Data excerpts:
+++++

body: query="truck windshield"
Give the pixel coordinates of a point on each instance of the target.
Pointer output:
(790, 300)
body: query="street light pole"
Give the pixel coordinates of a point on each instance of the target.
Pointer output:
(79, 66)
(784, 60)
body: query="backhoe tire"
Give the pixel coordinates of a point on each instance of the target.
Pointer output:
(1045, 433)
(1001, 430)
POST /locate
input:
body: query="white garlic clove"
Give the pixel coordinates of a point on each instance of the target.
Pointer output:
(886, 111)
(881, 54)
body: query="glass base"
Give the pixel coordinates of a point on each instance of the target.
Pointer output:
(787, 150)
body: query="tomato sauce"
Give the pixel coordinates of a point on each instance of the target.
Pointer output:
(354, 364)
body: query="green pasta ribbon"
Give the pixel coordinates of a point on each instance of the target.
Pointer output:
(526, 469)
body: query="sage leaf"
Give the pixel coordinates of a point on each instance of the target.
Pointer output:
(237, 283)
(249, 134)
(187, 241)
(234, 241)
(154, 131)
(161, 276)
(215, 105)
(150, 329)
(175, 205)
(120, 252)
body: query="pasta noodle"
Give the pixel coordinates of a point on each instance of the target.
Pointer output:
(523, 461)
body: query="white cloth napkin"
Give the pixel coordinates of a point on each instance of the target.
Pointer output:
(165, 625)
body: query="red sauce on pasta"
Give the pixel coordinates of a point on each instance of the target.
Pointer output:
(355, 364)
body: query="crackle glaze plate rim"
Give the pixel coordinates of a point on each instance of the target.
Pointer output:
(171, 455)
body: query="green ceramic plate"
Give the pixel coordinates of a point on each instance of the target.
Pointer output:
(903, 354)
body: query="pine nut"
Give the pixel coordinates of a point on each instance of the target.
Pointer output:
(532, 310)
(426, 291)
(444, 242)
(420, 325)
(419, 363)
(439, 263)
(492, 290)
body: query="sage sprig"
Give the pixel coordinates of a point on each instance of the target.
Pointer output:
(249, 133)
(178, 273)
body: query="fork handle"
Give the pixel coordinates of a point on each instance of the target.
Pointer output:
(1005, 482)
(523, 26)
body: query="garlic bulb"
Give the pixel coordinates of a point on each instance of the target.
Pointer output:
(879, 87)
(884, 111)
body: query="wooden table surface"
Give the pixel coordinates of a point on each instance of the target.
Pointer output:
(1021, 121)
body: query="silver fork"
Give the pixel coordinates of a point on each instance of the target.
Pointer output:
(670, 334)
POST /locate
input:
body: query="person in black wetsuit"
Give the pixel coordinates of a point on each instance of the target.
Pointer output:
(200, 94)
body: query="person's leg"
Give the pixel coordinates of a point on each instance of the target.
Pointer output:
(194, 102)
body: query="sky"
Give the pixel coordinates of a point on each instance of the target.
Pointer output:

+++++

- [Exercise description]:
Please show the lines in the entries above that hold the string "plate".

- [Task response]:
body: query="crackle glaze plate rim"
body: query="green ceramic plate"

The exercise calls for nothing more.